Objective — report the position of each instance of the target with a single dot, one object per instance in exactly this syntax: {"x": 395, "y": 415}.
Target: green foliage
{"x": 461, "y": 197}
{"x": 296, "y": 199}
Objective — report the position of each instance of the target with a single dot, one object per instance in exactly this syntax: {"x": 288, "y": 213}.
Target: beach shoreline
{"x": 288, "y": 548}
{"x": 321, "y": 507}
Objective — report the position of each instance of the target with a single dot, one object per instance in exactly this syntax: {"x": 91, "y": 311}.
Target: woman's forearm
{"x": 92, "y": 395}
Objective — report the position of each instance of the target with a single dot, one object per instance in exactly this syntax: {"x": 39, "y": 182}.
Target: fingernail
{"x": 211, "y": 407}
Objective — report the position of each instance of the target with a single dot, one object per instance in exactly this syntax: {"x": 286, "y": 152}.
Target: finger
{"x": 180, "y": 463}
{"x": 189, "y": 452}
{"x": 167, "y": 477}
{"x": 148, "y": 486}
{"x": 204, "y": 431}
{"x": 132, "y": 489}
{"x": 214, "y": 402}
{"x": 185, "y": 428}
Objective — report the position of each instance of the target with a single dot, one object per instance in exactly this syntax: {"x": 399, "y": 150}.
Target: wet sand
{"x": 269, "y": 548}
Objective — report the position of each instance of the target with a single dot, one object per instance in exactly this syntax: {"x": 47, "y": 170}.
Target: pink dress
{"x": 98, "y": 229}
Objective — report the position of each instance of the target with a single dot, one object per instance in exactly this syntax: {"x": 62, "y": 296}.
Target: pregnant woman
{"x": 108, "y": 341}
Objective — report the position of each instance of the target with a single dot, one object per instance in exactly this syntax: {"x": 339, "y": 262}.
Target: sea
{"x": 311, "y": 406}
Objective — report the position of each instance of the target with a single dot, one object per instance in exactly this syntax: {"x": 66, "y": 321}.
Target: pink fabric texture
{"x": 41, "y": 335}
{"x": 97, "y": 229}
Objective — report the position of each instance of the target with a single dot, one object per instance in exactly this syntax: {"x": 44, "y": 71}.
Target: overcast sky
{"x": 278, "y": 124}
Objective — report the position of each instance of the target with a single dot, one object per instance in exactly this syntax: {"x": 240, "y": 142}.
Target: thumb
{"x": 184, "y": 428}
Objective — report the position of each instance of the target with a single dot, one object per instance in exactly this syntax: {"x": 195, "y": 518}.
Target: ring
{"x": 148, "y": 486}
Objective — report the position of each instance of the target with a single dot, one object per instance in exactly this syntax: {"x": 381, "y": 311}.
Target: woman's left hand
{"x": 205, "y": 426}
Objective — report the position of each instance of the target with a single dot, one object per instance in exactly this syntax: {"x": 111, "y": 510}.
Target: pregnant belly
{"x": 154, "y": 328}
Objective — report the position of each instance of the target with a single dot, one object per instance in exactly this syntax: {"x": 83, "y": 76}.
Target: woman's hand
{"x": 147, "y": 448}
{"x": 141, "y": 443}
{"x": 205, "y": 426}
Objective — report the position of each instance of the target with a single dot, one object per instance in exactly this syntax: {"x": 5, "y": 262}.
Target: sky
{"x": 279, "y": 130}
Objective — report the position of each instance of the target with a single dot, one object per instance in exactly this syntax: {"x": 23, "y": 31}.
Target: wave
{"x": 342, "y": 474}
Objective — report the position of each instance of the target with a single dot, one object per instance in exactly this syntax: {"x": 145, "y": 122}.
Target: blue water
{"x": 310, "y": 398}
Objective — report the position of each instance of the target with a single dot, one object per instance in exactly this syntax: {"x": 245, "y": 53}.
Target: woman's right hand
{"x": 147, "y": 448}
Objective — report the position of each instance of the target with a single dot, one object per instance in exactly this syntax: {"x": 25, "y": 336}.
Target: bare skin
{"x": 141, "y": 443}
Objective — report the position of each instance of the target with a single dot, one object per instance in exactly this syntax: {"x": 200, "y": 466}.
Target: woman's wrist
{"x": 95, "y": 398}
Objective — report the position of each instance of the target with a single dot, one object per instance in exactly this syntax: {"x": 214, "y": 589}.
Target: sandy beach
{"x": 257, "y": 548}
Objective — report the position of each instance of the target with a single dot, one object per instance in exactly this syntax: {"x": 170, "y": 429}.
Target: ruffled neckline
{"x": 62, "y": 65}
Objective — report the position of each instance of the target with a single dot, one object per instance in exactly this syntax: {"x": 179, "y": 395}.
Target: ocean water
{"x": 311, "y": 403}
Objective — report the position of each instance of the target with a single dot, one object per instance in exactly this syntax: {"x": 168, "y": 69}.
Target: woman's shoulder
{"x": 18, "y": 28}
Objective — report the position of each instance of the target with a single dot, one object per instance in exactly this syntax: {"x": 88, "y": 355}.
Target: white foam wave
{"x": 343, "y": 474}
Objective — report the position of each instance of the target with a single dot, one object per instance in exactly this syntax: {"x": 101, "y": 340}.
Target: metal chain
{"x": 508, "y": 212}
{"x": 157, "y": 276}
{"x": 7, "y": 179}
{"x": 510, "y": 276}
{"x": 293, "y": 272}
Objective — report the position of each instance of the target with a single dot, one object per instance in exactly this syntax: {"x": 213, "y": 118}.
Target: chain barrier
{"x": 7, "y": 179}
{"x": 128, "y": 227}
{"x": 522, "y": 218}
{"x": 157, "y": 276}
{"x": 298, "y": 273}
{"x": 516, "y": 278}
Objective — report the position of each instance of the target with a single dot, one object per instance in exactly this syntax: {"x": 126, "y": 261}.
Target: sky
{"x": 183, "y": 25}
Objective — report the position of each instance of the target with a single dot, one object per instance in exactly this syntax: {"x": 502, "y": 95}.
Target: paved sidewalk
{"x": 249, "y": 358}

★ ★ ★

Work order:
Write each entry out again. Do not change a word.

Result of this task:
Objective — report the position of each instance of the target with a single dot, one object per instance in exactly this syntax: {"x": 395, "y": 415}.
Target: green foliage
{"x": 461, "y": 197}
{"x": 296, "y": 199}
Objective — report the position of each instance of the target with a single dot, one object per instance in exactly this syntax: {"x": 288, "y": 213}.
Target: beach shoreline
{"x": 288, "y": 548}
{"x": 321, "y": 507}
Objective — report the position of each instance of the target with a single dot, one object per instance in exactly this syntax: {"x": 91, "y": 311}.
Target: woman's forearm
{"x": 92, "y": 395}
Objective — report the position of each instance of the target with a single dot, one object per instance in exactly this syntax: {"x": 39, "y": 182}.
Target: fingernail
{"x": 211, "y": 407}
Objective — report the position of each instance of the target with a single dot, one object per instance in exactly this syntax: {"x": 286, "y": 152}.
Target: finger
{"x": 180, "y": 463}
{"x": 189, "y": 452}
{"x": 167, "y": 477}
{"x": 148, "y": 486}
{"x": 204, "y": 431}
{"x": 132, "y": 489}
{"x": 214, "y": 402}
{"x": 185, "y": 428}
Objective — report the position of each instance of the target with a single dot, one object per instance in exactly this syntax: {"x": 399, "y": 150}.
Target: wet sand
{"x": 269, "y": 548}
Objective — report the position of each instance of the target with a single dot, one object per instance in exactly this syntax: {"x": 47, "y": 170}.
Target: pink dress
{"x": 98, "y": 229}
Objective — report the position of each instance of the target with a single dot, one object per instance in exactly this syntax: {"x": 62, "y": 296}.
Target: pregnant woman
{"x": 108, "y": 341}
Objective — report the position of each instance of the target with a single dot, one object per instance in exactly this syntax: {"x": 339, "y": 262}.
Target: sea
{"x": 311, "y": 406}
Objective — report the position of each instance of the target with a single dot, one object per instance in exactly this syntax: {"x": 66, "y": 321}.
Target: pink fabric texture
{"x": 41, "y": 335}
{"x": 97, "y": 229}
Objective — report the position of each instance of the target with a single dot, one object per instance in exactly this syntax: {"x": 44, "y": 71}.
Target: overcast sky
{"x": 278, "y": 124}
Objective — report the position of each instance of the target with a single dot, one object per instance in exactly this syntax: {"x": 240, "y": 142}.
Target: thumb
{"x": 184, "y": 428}
Objective — report the position of each instance of the target with a single dot, one object per instance in exactly this syntax: {"x": 195, "y": 518}.
Target: ring
{"x": 148, "y": 486}
Objective — report the position of each instance of the target with a single dot, one object per instance in exactly this syntax: {"x": 381, "y": 311}.
Target: woman's left hand
{"x": 205, "y": 426}
Objective — report the position of each instance of the target with a single dot, one object per instance in exactly this syntax: {"x": 111, "y": 510}.
Target: pregnant belly
{"x": 154, "y": 328}
Objective — report the position of each instance of the target with a single dot, one object per instance in exactly this syntax: {"x": 83, "y": 76}.
Target: woman's hand
{"x": 147, "y": 448}
{"x": 141, "y": 443}
{"x": 205, "y": 426}
Objective — report the position of each instance of the target with a single dot, one object per instance in exactly this syntax: {"x": 5, "y": 262}.
Target: sky
{"x": 279, "y": 130}
Objective — report the position of each instance of the target with a single dot, one object per instance in exactly this syntax: {"x": 23, "y": 31}.
Target: wave
{"x": 342, "y": 474}
Objective — report the position of each instance of the target with a single dot, one object per instance in exactly this syntax: {"x": 145, "y": 122}.
Target: blue water
{"x": 310, "y": 398}
Objective — report the position of each instance of the target with a single dot, one object per instance in exactly this syntax: {"x": 245, "y": 53}.
Target: woman's right hand
{"x": 147, "y": 448}
Objective — report the position of each instance of the target with a single dot, one object per instance in exactly this syntax: {"x": 25, "y": 336}.
Target: bare skin
{"x": 141, "y": 443}
Objective — report the position of each instance of the target with a single dot, one object per instance in exactly this syntax: {"x": 200, "y": 466}.
Target: woman's wrist
{"x": 95, "y": 398}
Objective — report the position of each instance of the target with a single dot, one object per instance in exactly this syntax: {"x": 214, "y": 589}.
Target: sandy beach
{"x": 257, "y": 548}
Objective — report the position of each instance of the target with a single dot, one object per instance in exactly this syntax: {"x": 170, "y": 429}.
Target: ruffled neckline
{"x": 62, "y": 65}
Objective — report the position of each instance of the target with a single dot, one object per instance in exactly this syntax: {"x": 179, "y": 395}.
Target: ocean water
{"x": 311, "y": 403}
Objective — report the position of each instance of the target with a single dot, one object per instance in exactly this syntax: {"x": 168, "y": 69}.
Target: woman's shoulder
{"x": 18, "y": 28}
Objective — report the position of each instance of the target with a single dot, one object per instance in exactly this syntax: {"x": 88, "y": 355}.
Target: white foam wave
{"x": 343, "y": 474}
Objective — report the position of each instance of the target with a single dot, one object per instance in exactly this syntax: {"x": 101, "y": 340}.
Target: metal chain
{"x": 508, "y": 212}
{"x": 157, "y": 276}
{"x": 7, "y": 179}
{"x": 510, "y": 276}
{"x": 293, "y": 272}
Objective — report the position of each instance of the target with a single dot, one object per instance in exactly this syntax: {"x": 213, "y": 118}.
Target: chain barrier
{"x": 7, "y": 179}
{"x": 128, "y": 227}
{"x": 522, "y": 218}
{"x": 157, "y": 276}
{"x": 298, "y": 273}
{"x": 516, "y": 278}
Objective — report the position of each instance of the target with a single dot, one object per instance in exactly this syntax: {"x": 126, "y": 261}.
Target: sky
{"x": 183, "y": 25}
Objective — report the position of each instance of the target with a single dot, one object per instance in exactly this syntax: {"x": 502, "y": 95}.
Target: paved sidewalk
{"x": 249, "y": 358}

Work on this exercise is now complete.